WRITTEN TASK:
Put the lines of the material starting at the line containing "point: tall grass" and ending at the line containing "column 890, row 319", both included, into a Markdown table with the columns Index and Entry. Give each line a row number under Index, put the line itself under Entry, and leave out blank lines.

GIVEN RECORDS:
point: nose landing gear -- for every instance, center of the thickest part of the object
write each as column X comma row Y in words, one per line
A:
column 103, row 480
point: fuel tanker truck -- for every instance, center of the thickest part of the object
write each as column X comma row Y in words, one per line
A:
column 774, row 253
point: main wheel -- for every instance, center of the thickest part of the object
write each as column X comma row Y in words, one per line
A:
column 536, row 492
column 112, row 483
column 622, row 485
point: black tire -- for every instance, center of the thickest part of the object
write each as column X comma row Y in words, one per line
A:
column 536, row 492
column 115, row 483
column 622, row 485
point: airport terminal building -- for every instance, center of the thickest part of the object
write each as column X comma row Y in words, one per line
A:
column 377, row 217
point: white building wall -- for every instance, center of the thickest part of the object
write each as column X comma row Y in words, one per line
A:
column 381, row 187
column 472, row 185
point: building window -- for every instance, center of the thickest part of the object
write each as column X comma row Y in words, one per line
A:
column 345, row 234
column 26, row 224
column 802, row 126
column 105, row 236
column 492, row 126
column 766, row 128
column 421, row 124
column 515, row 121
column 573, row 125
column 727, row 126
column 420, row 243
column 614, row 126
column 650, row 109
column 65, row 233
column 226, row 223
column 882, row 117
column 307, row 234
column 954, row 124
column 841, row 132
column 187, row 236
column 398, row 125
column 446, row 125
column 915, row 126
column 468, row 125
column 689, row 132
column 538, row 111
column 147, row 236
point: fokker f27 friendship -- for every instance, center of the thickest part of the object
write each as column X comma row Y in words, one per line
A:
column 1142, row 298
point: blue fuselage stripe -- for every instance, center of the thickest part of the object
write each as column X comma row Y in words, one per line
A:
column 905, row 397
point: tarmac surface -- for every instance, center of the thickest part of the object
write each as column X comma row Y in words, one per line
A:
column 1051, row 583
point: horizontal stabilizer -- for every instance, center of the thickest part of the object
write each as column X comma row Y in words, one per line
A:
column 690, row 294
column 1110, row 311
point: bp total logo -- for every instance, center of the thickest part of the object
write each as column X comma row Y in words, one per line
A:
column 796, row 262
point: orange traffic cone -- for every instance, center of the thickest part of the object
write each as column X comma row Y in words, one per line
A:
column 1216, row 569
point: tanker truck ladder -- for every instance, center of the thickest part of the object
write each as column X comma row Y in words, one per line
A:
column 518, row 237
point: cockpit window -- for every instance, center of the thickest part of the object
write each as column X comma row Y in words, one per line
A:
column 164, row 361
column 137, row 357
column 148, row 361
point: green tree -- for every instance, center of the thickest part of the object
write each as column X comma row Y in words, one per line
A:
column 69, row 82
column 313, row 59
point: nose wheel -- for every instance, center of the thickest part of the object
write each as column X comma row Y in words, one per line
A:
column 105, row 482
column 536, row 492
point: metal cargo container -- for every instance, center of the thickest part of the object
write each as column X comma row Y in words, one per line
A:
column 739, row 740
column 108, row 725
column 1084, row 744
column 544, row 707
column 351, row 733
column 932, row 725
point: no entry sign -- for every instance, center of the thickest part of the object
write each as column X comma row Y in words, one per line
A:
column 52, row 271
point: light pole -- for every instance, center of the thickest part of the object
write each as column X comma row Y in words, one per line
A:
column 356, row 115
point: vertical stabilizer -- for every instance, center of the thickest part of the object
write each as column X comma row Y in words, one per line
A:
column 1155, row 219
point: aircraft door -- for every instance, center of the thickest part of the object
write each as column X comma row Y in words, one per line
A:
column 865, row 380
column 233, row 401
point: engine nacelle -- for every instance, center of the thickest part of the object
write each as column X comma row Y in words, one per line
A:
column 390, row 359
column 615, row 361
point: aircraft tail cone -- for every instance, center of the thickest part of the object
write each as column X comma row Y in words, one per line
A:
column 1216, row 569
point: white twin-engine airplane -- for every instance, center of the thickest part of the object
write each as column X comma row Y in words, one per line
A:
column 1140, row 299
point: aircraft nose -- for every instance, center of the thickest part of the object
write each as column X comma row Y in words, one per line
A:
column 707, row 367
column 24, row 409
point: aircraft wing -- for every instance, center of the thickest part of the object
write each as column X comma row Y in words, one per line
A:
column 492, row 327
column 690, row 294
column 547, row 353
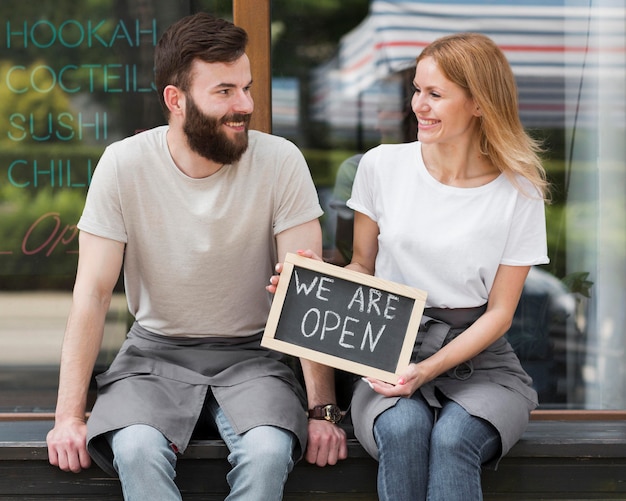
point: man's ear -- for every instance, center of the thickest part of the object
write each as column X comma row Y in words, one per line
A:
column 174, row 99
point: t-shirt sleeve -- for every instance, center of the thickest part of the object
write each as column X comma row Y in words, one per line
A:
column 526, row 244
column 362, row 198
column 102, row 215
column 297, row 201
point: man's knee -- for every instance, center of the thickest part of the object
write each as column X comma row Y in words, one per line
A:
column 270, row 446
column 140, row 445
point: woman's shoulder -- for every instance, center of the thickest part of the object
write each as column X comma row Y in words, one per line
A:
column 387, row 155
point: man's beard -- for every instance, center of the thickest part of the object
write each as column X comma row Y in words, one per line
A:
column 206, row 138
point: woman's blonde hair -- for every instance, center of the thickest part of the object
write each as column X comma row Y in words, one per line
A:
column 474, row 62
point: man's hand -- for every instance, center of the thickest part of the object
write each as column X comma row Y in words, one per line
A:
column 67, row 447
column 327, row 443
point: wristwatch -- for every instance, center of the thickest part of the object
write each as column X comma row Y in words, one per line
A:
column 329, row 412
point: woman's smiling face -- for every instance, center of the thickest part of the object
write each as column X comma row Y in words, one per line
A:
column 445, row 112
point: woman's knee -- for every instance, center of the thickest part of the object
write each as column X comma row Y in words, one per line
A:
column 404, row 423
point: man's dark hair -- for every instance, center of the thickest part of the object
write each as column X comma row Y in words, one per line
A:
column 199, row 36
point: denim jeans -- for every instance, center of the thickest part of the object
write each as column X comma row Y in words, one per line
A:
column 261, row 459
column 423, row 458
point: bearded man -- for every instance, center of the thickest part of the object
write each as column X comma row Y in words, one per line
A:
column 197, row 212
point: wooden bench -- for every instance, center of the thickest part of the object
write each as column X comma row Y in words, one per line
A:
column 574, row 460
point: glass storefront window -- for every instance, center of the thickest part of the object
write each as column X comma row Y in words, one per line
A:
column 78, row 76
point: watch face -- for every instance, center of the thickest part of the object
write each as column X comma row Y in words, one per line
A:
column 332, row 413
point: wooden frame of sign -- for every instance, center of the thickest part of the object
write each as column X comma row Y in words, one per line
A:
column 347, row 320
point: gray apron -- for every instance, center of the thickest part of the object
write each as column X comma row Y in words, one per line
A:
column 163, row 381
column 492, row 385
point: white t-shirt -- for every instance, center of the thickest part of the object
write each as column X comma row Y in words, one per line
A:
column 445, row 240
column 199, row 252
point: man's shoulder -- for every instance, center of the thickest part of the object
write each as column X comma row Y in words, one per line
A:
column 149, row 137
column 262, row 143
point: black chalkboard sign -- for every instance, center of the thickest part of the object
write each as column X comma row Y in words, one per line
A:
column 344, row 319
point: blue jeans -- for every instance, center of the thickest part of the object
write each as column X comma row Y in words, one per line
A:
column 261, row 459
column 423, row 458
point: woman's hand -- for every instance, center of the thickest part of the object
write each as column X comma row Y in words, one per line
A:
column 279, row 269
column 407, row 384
==
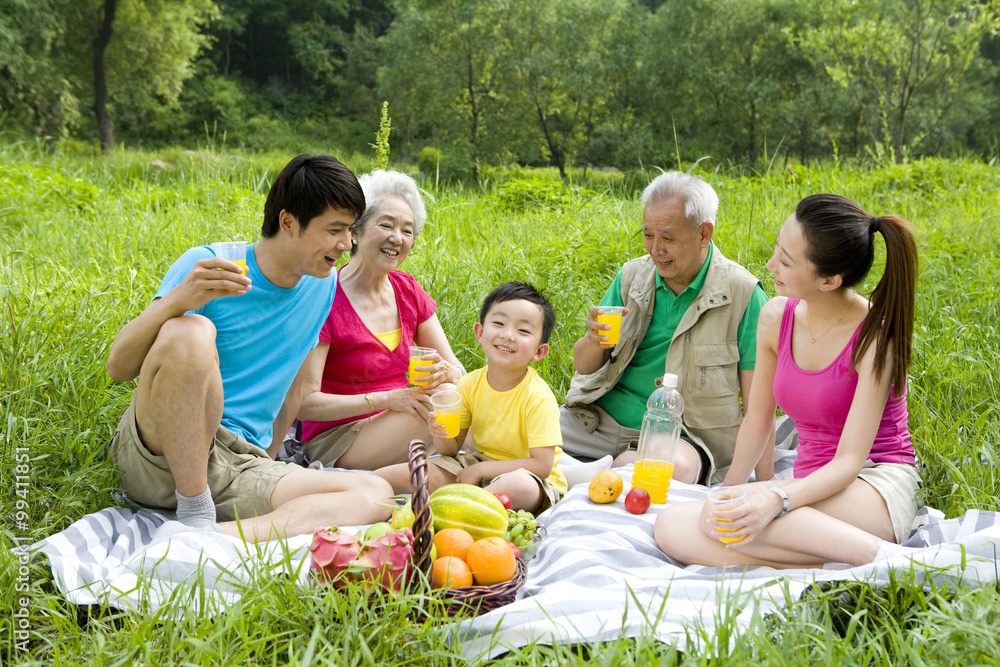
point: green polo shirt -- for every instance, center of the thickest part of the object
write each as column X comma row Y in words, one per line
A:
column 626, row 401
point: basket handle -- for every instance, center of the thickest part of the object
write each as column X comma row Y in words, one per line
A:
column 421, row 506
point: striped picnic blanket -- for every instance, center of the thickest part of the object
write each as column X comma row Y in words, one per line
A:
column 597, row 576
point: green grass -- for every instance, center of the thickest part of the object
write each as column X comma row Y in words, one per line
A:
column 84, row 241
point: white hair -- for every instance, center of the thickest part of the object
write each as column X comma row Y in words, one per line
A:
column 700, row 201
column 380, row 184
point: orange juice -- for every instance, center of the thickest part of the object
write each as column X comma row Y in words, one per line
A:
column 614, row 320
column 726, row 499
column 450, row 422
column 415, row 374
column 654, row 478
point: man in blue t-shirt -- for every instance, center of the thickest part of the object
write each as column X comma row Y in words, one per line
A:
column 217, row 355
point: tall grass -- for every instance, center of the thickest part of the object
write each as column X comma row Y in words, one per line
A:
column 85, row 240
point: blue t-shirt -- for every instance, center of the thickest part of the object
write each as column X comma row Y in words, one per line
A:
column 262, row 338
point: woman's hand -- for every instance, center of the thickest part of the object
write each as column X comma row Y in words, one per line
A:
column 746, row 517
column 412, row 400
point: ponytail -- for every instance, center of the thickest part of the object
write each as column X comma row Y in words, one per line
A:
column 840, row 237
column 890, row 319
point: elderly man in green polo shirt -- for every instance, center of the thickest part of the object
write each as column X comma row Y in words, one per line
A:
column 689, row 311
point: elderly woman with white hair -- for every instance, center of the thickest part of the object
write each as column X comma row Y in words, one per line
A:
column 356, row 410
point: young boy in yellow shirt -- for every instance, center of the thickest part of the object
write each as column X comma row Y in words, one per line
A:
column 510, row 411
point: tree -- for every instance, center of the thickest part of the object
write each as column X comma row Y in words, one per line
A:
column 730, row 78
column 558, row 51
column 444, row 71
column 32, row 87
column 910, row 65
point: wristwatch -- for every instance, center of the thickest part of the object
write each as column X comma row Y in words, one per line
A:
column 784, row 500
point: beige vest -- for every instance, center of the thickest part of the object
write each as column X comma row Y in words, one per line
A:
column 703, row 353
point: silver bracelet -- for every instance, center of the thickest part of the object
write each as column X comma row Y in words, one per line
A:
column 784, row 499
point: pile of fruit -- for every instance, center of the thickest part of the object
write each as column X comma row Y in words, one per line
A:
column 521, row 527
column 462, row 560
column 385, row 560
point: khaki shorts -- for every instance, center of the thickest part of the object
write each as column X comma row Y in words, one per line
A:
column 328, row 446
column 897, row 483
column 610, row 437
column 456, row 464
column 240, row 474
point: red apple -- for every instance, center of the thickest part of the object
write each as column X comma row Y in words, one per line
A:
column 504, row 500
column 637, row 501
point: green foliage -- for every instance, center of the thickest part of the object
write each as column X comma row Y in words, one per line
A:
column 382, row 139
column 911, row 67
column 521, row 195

FULL SOLUTION:
| Index | Entry |
|---|---|
| 1 | point: tall grass -- for every instance, center of the thickest part of the object |
| 2 | write each as column X comma row Y in words, one per line |
| 3 | A: |
| 4 | column 85, row 240 |
| 5 | point: blue t-shirt -- for every instance, center of the thickest part of the object |
| 6 | write each as column X comma row Y in words, one per line |
| 7 | A: |
| 8 | column 262, row 338 |
| 9 | point: woman's hand -- for every instance, center of the thickest part of the object |
| 10 | write each as column X comma row Y in words, one per line |
| 11 | A: |
| 12 | column 746, row 517 |
| 13 | column 412, row 400 |
| 14 | point: ponytail -- for every instance, center of the thickest part of the object |
| 15 | write each as column X comma row Y in words, one per line |
| 16 | A: |
| 17 | column 840, row 237 |
| 18 | column 890, row 319 |